## GOAL:
Put the entries below into a numbered list, leaving out any blank lines.

## RECORDS FOR THE TASK:
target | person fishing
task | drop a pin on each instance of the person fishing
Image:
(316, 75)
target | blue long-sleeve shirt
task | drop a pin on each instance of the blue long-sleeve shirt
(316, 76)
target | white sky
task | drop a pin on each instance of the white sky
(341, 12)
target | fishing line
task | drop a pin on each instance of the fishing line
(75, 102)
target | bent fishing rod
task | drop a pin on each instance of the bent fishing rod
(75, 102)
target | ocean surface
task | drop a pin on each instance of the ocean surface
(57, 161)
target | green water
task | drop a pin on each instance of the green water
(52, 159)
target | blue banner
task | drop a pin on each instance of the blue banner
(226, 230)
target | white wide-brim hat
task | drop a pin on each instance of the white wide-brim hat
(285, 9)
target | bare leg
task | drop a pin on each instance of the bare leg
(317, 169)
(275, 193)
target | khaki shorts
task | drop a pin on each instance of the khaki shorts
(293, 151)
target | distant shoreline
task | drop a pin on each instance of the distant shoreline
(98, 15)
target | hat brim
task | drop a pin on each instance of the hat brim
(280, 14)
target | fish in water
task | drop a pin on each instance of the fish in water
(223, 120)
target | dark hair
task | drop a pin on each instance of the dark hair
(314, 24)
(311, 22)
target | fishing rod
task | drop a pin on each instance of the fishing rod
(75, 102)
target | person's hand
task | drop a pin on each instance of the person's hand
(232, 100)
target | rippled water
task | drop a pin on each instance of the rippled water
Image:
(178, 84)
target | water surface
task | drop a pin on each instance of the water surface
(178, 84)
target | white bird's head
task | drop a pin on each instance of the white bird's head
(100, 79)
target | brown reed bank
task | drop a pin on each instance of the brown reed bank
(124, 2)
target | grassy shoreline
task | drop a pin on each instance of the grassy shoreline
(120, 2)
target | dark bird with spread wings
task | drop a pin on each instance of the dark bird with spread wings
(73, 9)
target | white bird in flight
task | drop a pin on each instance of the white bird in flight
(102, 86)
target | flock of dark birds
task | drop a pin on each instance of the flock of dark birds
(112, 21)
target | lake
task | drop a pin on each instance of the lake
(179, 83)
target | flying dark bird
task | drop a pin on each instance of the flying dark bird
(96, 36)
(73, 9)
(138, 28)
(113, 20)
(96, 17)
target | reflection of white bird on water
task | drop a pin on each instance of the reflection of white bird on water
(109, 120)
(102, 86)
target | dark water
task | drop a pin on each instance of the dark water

## RESULT OF THE EXERCISE:
1. target | person fishing
2. task | drop a pin on each instance of the person fishing
3. Image:
4. (316, 75)
5. target | blue long-sleeve shirt
6. task | drop a pin on each instance of the blue long-sleeve shirt
7. (316, 76)
8. target | white sky
9. task | drop a pin on each instance of the white sky
10. (341, 12)
11. target | fishing line
12. task | drop a pin on each instance of the fishing line
13. (75, 102)
14. target | bent fishing rod
15. task | drop a pin on each instance of the bent fishing rod
16. (75, 102)
17. target | ocean surface
18. task | drop a pin on each instance of the ocean surface
19. (57, 161)
20. target | green water
21. task | drop a pin on each instance of the green water
22. (52, 159)
23. target | blue banner
24. task | drop a pin on each instance of the blue banner
25. (226, 230)
26. target | white wide-brim hat
27. task | drop a pin on each instance of the white wide-brim hat
28. (285, 9)
29. target | bare leg
30. task | drop a pin on each instance of the bare leg
31. (317, 169)
32. (275, 193)
33. target | khaki shorts
34. task | drop a pin on each instance of the khaki shorts
35. (293, 151)
36. target | distant shoreline
37. task | drop a pin on each instance of the distant shoreline
38. (98, 15)
39. target | hat brim
40. task | drop a pin on each instance of the hat brim
41. (280, 14)
42. target | fish in water
43. task | drop a pin on each instance of the fish in water
44. (223, 120)
45. target | dark hair
46. task | drop a pin on each instance of the dark hair
47. (314, 24)
48. (311, 22)
49. target | fishing rod
50. task | drop a pin on each instance of the fishing rod
51. (75, 102)
52. target | person's hand
53. task | drop a pin on each instance of the person's hand
54. (232, 100)
55. target | rippled water
56. task | drop a pin on each instance of the rippled water
57. Image:
58. (178, 84)
59. target | water surface
60. task | drop a pin on each instance of the water surface
61. (178, 84)
62. target | white bird's head
63. task | drop a pin on each instance of the white bird's head
64. (100, 79)
65. target | brown reed bank
66. task | drop a pin on each instance of the brown reed bank
67. (124, 2)
68. target | grassy shoreline
69. task | drop a pin on each instance of the grassy shoreline
70. (120, 2)
71. target | dark bird with spread wings
72. task | drop a pin on each instance of the dark bird with spread wings
73. (73, 9)
74. target | white bird in flight
75. task | drop a pin on each instance of the white bird in flight
76. (102, 86)
77. target | flock of dark birds
78. task | drop a pin on each instance of the flock of dark birds
79. (112, 21)
80. target | lake
81. task | drop a pin on each instance of the lake
82. (179, 83)
83. target | flying dark bird
84. task | drop a pin on each instance of the flying dark bird
85. (96, 36)
86. (73, 9)
87. (138, 28)
88. (113, 20)
89. (96, 17)
90. target | reflection of white bird on water
91. task | drop a pin on each instance of the reflection of white bird on water
92. (109, 120)
93. (102, 86)
94. target | dark water
95. task | drop a pin on each instance of the dark water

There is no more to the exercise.